Leggi anche: Unioni civili: cosa prevede il testo Cirinnà

UNIONI CIVILI, OGGI RIPARTE L’ITER IN COMMISSIONE AL SENATO –

Il percorso del disegno di legge, fermo dallo scorso 7 agosto in commissione giustizia al Senato, riprenderà oggi con la votazione degli emendamenti. Ben 1508 le proposte di modifica del testo, la metà di quelle presentate dato che un altro 50% circa è stato considerato inammissibile o improponibile. Per sfoltire quelle rimaste, possibili per la prossima settimana anche sedute notturne. 

 

Un accordo tra Pd e Nuovo centrodestra, al di là della possibile eliminazione dei riferimenti al codice civile, non è stato però ancora trovato. E a Palazzo Madama, dove i numeri della maggioranza sono precari, il rischio di ingorghi parlamentari e ostruzionismo è tutt’altro che improbabile.
----
**CONSEGNA**: Prosegui l'articolo qui sopra sull'iter delle unioni civili al Senato, ripartendo dal punto in cui si interrompe.
----
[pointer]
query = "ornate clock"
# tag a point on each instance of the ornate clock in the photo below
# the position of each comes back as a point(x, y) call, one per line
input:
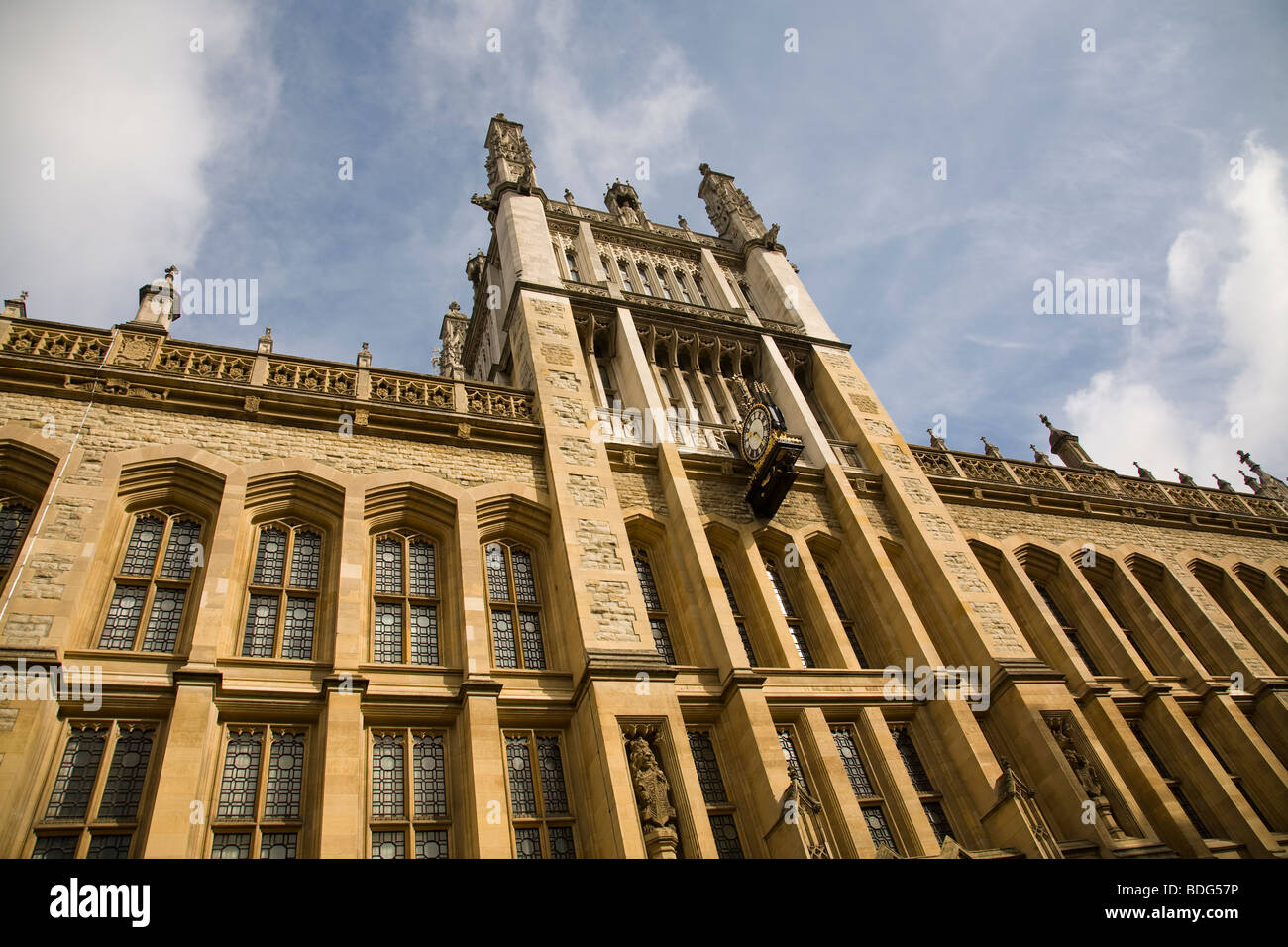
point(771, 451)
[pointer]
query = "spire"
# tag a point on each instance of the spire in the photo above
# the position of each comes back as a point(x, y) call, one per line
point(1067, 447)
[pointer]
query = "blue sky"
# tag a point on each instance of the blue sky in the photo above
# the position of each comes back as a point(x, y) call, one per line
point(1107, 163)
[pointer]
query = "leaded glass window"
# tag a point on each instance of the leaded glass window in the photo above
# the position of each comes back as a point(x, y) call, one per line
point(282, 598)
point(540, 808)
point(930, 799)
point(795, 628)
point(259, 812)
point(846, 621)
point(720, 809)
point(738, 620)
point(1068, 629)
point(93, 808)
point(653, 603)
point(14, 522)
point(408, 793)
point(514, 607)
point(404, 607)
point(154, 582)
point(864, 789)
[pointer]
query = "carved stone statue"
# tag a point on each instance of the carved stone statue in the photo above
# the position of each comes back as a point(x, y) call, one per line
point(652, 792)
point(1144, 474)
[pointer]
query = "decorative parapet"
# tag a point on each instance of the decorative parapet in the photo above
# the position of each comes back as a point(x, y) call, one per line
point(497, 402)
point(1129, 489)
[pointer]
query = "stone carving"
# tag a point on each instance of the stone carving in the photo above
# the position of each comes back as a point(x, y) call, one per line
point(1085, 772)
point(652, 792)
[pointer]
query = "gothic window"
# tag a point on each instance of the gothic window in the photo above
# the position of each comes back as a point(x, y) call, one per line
----
**RISPOSTA**:
UNIONI CIVILI SUBITO DOPO LE RIFORME COSTITUZIONALI –

Renzi non vuole cambiamenti sul calendario del governo: prima le riforme costituzionali, subito dopo unioni civili, prima della legge di stabilità. Ma è proprio sul disegno di legge Boschi per il superamento del bicameralismo perfetto che il Partito democratico rischia l’implosione. Soprattutto se si rivoterà l’articolo 2, quello che dispone l’elettività indiretta dei senatori. Una priorità per Renzi, disposto al massimo al compromesso del “listino” per i consiglieri-senatori. Ma un punto osteggiato da opposizioni e sinistra dem, che hanno già rifiutato la proposta di mediazione e puntano al Senato elettivo. Non è un caso che il premier abbia già avvertito i “dissidenti”: «Bisogna chiudere velocemente sulle riforme a settembre». E che tra i suoi fedelissimi  non pochi abbiano evocato le urne in caso di “imboscate” parlamentari. «Le riforme sono il cuore del progetto di questo governo. E se non passa quella costituzionale vedo inevitabile la crisi di governo», ha chiarito anche la ministra della Difesa, Roberta Pinotti. Tradotto, se salta il Ddl Boschi, anche le unioni civili cadranno nel dimenticatoio.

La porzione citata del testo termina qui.